Required work -
• 1. From the book description on Japan's running culture, extract the passage from "Adharanand Finn is" to "Twitter at @adharanand.".
• 2. Answer these questions using the book description on Japan's running culture:
(a) How long is the relay race called the country's biggest annual sporting event?
(b) How long did Adharanand Finn spend immersed in Japan's running culture?
(c) Which athletic club does he currently compete with?

Text segment -
|Trim Size / Pages||8 x 5.2 in / 336|
Welcome to Japan, the most running-obsessed nation on earth, and home to a unique running culture unlike anything we’ve ever experienced.
It may come as a surprise to many people, but Japan is the most running-obsessed country on earth. A 135-mile relay race, or "ekiden," is the country's biggest annual sporting event. Thousands of professional runners compete for corporate teams in some of the most competitive races in the world. The legendary "marathon monks" run a thousand marathons in a thousand days to reach spiritual enlightenment. Yet so much of Japan's running culture remains a mystery to the outside world, on par with many of the unique aspects of contemporary Japan. Adharanand Finn, the award-winning author of Running with the Kenyans, spent six months immersed in this one-of-a-kind running culture to discover what it might teach us about the sport and about Japan. As an amateur runner about to turn 40, he also hoped to find out whether a Japanese approach to training might help him run faster. What he learns—about competition, team work, form, chasing personal bests, and about himself—will fascinate and surprise anyone keen to explore why we run and how we might do it better.
Adharanand Finn is the author of Running With the Kenyans, which was shortlisted for the William Hill Sports Book Award. He is an editor at the Guardian and a freelance journalist. He currently competes with the Torbay Athletic Club in Devon, U.K., where he lives with his family. Follow him on Twitter at @adharanand.

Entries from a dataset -
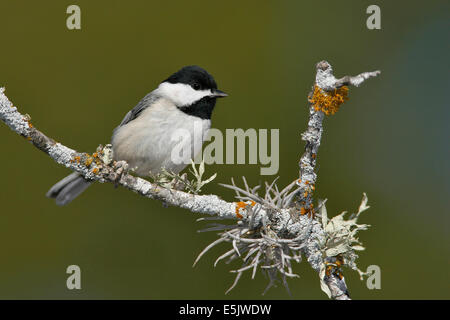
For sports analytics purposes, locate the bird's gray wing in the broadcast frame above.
[116,92,159,129]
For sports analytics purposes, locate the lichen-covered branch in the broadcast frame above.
[0,61,378,299]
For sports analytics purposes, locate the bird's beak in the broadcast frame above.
[212,89,228,98]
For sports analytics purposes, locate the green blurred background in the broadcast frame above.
[0,0,450,299]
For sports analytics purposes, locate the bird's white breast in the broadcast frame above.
[112,98,211,176]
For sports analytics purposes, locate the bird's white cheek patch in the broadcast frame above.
[157,82,212,106]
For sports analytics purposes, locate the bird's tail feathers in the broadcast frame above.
[46,172,92,206]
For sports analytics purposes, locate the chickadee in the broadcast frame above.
[47,66,227,205]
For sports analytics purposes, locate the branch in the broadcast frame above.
[0,61,379,299]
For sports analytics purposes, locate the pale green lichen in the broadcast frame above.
[150,160,217,194]
[319,193,370,297]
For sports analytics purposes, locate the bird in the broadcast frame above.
[46,65,228,206]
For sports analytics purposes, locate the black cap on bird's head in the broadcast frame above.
[163,66,227,98]
[159,66,228,119]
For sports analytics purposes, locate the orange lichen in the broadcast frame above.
[236,201,247,219]
[84,157,94,167]
[71,156,81,163]
[309,85,348,115]
[236,200,256,219]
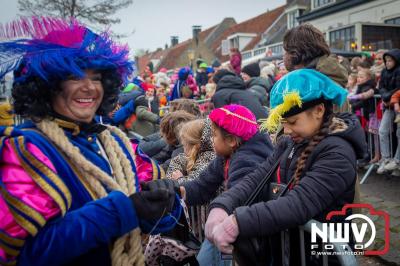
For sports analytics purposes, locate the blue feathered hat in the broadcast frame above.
[261,69,347,131]
[0,17,134,82]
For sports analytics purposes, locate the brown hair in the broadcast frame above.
[283,24,330,70]
[179,119,205,172]
[294,102,333,185]
[169,98,201,117]
[160,111,196,145]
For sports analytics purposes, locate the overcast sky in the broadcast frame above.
[0,0,286,54]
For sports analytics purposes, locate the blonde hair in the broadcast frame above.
[358,68,373,79]
[179,119,205,172]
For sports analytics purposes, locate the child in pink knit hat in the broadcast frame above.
[209,104,258,144]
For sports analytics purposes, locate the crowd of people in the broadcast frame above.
[0,18,400,266]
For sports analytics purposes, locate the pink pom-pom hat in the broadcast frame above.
[208,104,258,141]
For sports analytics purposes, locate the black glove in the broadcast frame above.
[129,189,175,220]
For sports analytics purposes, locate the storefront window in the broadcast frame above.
[329,26,355,51]
[385,17,400,25]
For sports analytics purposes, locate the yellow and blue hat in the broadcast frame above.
[261,69,347,132]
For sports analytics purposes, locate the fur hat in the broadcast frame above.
[242,63,260,78]
[208,104,258,141]
[213,69,236,84]
[261,69,347,131]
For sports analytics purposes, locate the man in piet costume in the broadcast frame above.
[0,18,182,265]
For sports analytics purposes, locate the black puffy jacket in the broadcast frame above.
[183,133,272,205]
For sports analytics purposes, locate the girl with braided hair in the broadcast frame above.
[205,69,366,265]
[0,18,181,266]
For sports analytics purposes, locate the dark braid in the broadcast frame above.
[294,103,334,185]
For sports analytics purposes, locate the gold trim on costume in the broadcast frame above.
[4,127,14,136]
[54,118,80,136]
[0,242,19,257]
[18,137,72,209]
[0,187,38,236]
[220,107,257,125]
[10,136,66,215]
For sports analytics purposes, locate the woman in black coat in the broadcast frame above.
[211,69,268,120]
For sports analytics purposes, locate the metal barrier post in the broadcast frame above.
[299,226,306,266]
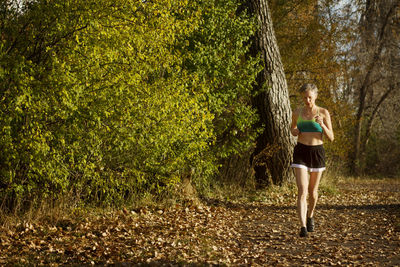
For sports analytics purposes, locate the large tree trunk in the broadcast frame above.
[248,0,295,185]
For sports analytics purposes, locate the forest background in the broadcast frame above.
[0,0,400,218]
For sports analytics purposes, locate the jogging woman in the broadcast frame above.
[290,83,334,237]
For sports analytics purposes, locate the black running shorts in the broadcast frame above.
[291,143,325,172]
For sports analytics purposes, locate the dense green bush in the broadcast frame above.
[0,0,257,208]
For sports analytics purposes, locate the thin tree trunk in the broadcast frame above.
[248,0,295,185]
[353,1,398,174]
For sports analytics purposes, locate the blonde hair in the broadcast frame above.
[299,83,318,94]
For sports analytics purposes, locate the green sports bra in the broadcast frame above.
[297,112,323,133]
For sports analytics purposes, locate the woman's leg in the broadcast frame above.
[307,172,322,218]
[294,168,308,227]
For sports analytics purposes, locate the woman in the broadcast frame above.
[290,84,334,237]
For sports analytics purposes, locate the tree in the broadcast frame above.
[353,0,400,175]
[248,0,294,185]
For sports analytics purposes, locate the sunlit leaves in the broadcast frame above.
[0,0,256,206]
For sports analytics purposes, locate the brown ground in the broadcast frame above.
[0,179,400,266]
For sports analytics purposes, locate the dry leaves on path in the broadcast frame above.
[0,180,400,266]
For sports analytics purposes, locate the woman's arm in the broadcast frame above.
[290,110,300,136]
[315,109,335,141]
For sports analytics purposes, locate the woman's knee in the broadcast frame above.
[297,188,308,199]
[309,190,318,199]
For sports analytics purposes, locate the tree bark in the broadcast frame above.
[247,0,295,186]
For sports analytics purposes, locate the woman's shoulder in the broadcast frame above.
[293,107,303,116]
[318,107,329,116]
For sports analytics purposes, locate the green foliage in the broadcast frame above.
[0,0,257,208]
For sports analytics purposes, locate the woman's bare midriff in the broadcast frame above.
[297,132,324,146]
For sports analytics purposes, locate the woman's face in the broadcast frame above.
[302,90,317,108]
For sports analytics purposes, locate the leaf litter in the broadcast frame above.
[0,179,400,266]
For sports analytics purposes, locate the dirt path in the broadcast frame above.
[0,180,400,266]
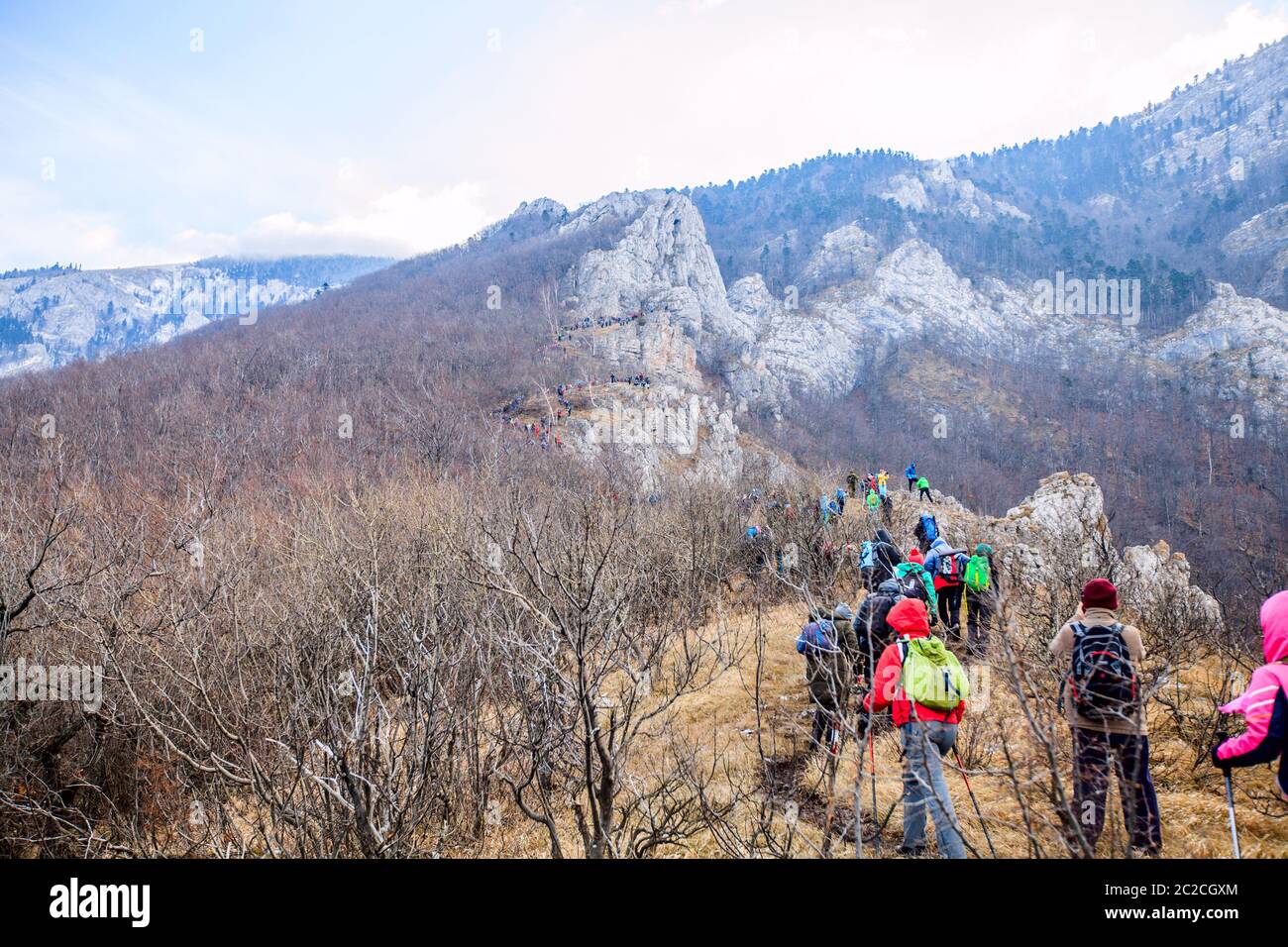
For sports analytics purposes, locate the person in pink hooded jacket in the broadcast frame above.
[1212,590,1288,801]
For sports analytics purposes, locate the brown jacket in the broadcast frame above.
[1050,608,1146,736]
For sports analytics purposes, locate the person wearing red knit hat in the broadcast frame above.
[1051,579,1163,856]
[859,598,966,858]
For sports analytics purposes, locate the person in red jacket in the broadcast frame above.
[860,598,966,858]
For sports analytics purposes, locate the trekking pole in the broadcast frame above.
[1216,730,1243,860]
[953,745,997,858]
[868,711,883,856]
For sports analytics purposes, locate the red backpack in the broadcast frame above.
[935,552,962,585]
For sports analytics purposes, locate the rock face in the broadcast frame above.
[570,385,744,494]
[562,191,750,365]
[472,197,568,243]
[880,161,1029,220]
[1151,283,1288,412]
[802,223,881,292]
[561,186,1288,415]
[980,472,1221,627]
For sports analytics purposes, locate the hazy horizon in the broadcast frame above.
[0,0,1288,270]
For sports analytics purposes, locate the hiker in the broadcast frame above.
[872,528,903,586]
[912,513,939,553]
[796,601,858,753]
[963,543,997,657]
[917,476,935,502]
[1211,591,1288,801]
[894,556,939,615]
[859,599,967,858]
[854,579,905,681]
[926,536,967,638]
[1050,579,1163,856]
[859,540,877,592]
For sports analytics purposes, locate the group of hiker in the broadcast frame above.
[796,497,1288,858]
[496,370,653,449]
[558,312,643,342]
[839,462,935,523]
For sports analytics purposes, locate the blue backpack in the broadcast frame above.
[796,618,837,655]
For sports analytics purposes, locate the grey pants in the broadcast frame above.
[899,720,966,858]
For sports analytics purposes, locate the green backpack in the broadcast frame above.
[966,554,993,591]
[899,635,970,711]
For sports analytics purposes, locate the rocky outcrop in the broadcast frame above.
[802,222,881,292]
[471,197,568,244]
[568,385,744,494]
[980,472,1221,627]
[562,191,752,365]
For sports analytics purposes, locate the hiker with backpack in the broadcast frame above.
[1050,579,1163,856]
[859,540,877,592]
[894,556,939,615]
[926,536,969,638]
[963,543,997,657]
[854,579,905,681]
[796,601,859,754]
[859,599,969,858]
[917,476,935,502]
[912,513,939,553]
[872,528,903,587]
[1211,591,1288,801]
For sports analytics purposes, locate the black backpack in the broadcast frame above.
[1069,622,1140,720]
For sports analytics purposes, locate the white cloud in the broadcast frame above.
[0,180,493,269]
[224,181,488,257]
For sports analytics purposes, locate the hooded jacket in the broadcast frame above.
[863,598,966,727]
[894,552,939,611]
[926,536,970,588]
[872,530,903,585]
[1214,591,1288,798]
[854,579,903,677]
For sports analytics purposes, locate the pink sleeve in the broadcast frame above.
[1216,666,1280,760]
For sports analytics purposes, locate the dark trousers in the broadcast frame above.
[966,588,993,656]
[808,697,840,751]
[939,585,966,635]
[1073,727,1163,854]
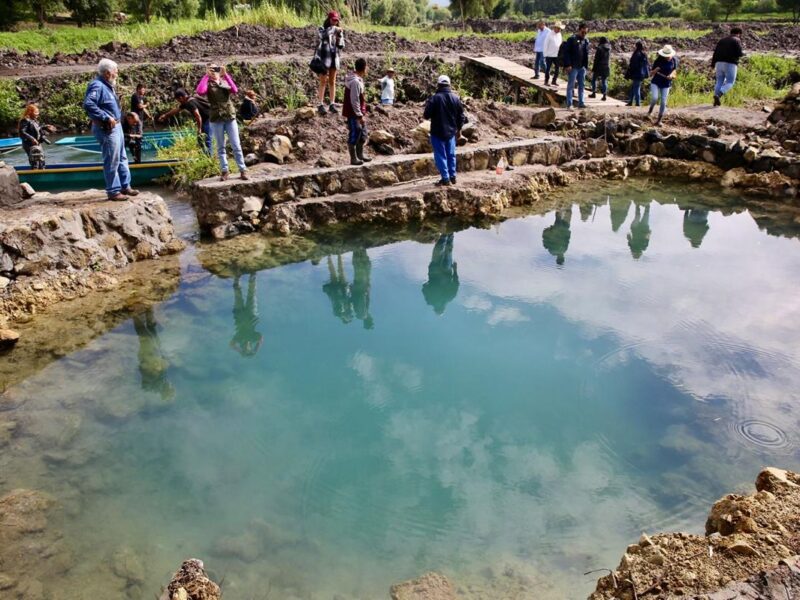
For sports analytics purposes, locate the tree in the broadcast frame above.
[717,0,742,21]
[64,0,112,27]
[778,0,800,23]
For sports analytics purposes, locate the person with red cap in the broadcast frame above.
[315,10,344,115]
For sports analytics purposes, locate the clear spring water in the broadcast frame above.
[0,186,800,600]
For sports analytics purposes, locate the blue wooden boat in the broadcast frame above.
[14,160,180,190]
[55,130,175,152]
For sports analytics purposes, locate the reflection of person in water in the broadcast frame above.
[133,308,175,400]
[608,198,631,233]
[231,273,264,356]
[683,208,708,248]
[542,206,572,265]
[628,202,650,258]
[322,254,353,323]
[350,248,375,329]
[422,233,458,315]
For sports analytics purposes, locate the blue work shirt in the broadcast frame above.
[83,76,122,122]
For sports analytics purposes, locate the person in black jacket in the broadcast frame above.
[18,102,53,169]
[589,37,611,100]
[423,75,467,185]
[711,27,744,106]
[564,23,589,110]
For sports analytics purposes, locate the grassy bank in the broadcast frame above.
[0,4,309,56]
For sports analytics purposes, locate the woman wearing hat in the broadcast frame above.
[647,44,678,125]
[317,10,344,115]
[544,21,564,85]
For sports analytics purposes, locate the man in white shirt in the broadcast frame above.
[381,68,394,106]
[533,21,550,79]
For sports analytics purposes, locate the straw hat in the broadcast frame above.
[658,44,676,58]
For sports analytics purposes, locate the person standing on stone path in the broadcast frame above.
[83,58,139,200]
[647,44,678,126]
[314,10,344,115]
[563,23,589,110]
[533,21,550,79]
[422,75,467,185]
[625,42,650,106]
[342,58,372,165]
[589,36,611,100]
[711,27,744,106]
[544,21,564,86]
[195,64,249,181]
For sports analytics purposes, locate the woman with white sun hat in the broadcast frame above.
[647,44,678,125]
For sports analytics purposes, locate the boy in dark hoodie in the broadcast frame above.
[589,37,611,100]
[342,58,372,165]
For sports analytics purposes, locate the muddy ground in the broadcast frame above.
[0,23,800,76]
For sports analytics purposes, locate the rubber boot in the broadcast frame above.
[347,144,364,165]
[356,140,372,163]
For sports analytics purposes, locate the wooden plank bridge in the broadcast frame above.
[461,56,625,108]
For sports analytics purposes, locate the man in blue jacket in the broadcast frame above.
[564,23,589,110]
[83,58,139,200]
[423,75,467,185]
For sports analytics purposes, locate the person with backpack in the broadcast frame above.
[342,58,372,165]
[711,27,744,106]
[625,42,650,106]
[544,21,564,86]
[422,75,467,185]
[195,64,249,181]
[589,36,611,100]
[647,44,678,126]
[310,10,344,115]
[156,88,213,156]
[563,23,589,110]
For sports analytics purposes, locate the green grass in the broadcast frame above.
[0,4,309,56]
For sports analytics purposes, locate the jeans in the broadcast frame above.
[197,121,214,156]
[567,67,586,106]
[650,83,670,119]
[714,63,739,96]
[347,117,367,146]
[628,79,644,106]
[92,123,131,198]
[592,74,608,96]
[431,134,456,181]
[211,119,247,173]
[533,52,545,77]
[544,56,558,83]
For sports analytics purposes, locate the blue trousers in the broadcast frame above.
[92,123,131,198]
[628,79,644,106]
[431,134,456,180]
[567,67,586,106]
[714,63,739,96]
[650,83,670,119]
[533,52,545,75]
[211,119,247,173]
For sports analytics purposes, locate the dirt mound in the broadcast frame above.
[590,468,800,600]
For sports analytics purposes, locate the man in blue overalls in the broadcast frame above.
[83,58,139,200]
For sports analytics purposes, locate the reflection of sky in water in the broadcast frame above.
[4,185,800,599]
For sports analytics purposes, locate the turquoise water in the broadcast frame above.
[0,186,800,600]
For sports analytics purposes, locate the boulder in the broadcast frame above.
[389,572,456,600]
[531,107,556,127]
[0,162,23,208]
[369,129,395,146]
[264,135,292,165]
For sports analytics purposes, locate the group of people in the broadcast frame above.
[533,21,744,125]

Response list -
• 1.
Adharanand Finn is the author of Running With the Kenyans, which was shortlisted for the William Hill Sports Book Award. He is an editor at the Guardian and a freelance journalist. He currently competes with the Torbay Athletic Club in Devon, U.K., where he lives with his family. Follow him on Twitter at @adharanand.

• 2.
(a) 135 miles
(b) Six months
(c) The Torbay Athletic Club